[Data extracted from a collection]
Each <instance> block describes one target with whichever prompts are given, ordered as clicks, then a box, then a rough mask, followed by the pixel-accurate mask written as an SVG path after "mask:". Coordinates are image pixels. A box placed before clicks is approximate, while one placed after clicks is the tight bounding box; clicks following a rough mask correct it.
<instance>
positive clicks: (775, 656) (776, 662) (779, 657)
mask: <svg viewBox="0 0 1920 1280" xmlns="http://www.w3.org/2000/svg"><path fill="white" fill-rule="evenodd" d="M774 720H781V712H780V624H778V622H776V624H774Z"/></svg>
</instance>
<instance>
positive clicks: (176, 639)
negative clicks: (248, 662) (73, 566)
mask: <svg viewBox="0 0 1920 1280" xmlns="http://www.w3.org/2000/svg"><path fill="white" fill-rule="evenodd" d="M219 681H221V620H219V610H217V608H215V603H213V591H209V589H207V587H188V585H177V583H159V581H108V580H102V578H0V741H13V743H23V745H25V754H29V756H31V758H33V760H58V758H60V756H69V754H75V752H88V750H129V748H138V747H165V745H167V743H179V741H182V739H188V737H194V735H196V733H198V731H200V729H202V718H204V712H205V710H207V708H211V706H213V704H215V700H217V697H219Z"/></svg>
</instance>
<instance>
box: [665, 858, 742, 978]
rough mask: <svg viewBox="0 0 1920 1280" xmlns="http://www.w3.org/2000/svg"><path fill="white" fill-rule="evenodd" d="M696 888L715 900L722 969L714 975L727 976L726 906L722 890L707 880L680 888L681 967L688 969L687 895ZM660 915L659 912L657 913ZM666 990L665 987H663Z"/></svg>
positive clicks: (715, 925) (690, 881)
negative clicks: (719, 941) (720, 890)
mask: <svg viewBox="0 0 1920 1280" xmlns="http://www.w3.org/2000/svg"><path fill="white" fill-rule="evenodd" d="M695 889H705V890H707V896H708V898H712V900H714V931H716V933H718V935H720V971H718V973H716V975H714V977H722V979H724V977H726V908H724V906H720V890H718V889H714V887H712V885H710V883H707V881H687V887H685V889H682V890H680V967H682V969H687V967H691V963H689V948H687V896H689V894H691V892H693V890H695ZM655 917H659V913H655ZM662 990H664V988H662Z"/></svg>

== Aim of the exercise ==
A verbatim repeat of all the entries above is the required answer.

== Result ==
Each <instance> block describes one target with whichever prompts are given, ordered as clicks, then a box, then a rough mask, followed by the pixel-accurate mask written as an SVG path after "mask:". Coordinates are image pixels. A box placed before clicks is approximate, while one placed after clicks is the tight bounding box; clicks following a rough mask correct it.
<instance>
positive clicks: (775, 656) (776, 662) (779, 657)
mask: <svg viewBox="0 0 1920 1280" xmlns="http://www.w3.org/2000/svg"><path fill="white" fill-rule="evenodd" d="M774 720H781V712H780V624H778V622H776V624H774Z"/></svg>
</instance>
<instance>
positive clicks: (176, 639)
negative clicks: (248, 662) (73, 566)
mask: <svg viewBox="0 0 1920 1280" xmlns="http://www.w3.org/2000/svg"><path fill="white" fill-rule="evenodd" d="M219 681H221V620H219V610H217V608H215V603H213V591H209V589H207V587H188V585H177V583H159V581H108V580H102V578H0V741H13V743H23V745H25V754H29V756H31V758H33V760H58V758H60V756H69V754H75V752H88V750H129V748H138V747H165V745H167V743H179V741H182V739H188V737H194V735H196V733H198V731H200V729H202V718H204V712H205V710H207V708H211V706H213V704H215V700H217V697H219Z"/></svg>
</instance>
<instance>
box: [665, 858, 742, 978]
rough mask: <svg viewBox="0 0 1920 1280" xmlns="http://www.w3.org/2000/svg"><path fill="white" fill-rule="evenodd" d="M696 888L715 900L722 969L714 975L727 976L726 906L722 890L707 880L680 888L681 967L688 969L687 895ZM660 915L659 912L657 913ZM666 990L665 987H663Z"/></svg>
positive clicks: (715, 925) (690, 881)
negative clicks: (719, 941) (720, 890)
mask: <svg viewBox="0 0 1920 1280" xmlns="http://www.w3.org/2000/svg"><path fill="white" fill-rule="evenodd" d="M695 889H705V890H707V896H708V898H712V900H714V931H716V933H718V935H720V971H718V973H716V975H714V977H722V979H724V977H726V908H724V906H720V890H718V889H714V887H712V885H710V883H707V881H687V887H685V889H682V890H680V967H682V969H687V967H691V963H689V948H687V896H689V894H691V892H693V890H695ZM655 917H659V913H655ZM662 990H664V988H662Z"/></svg>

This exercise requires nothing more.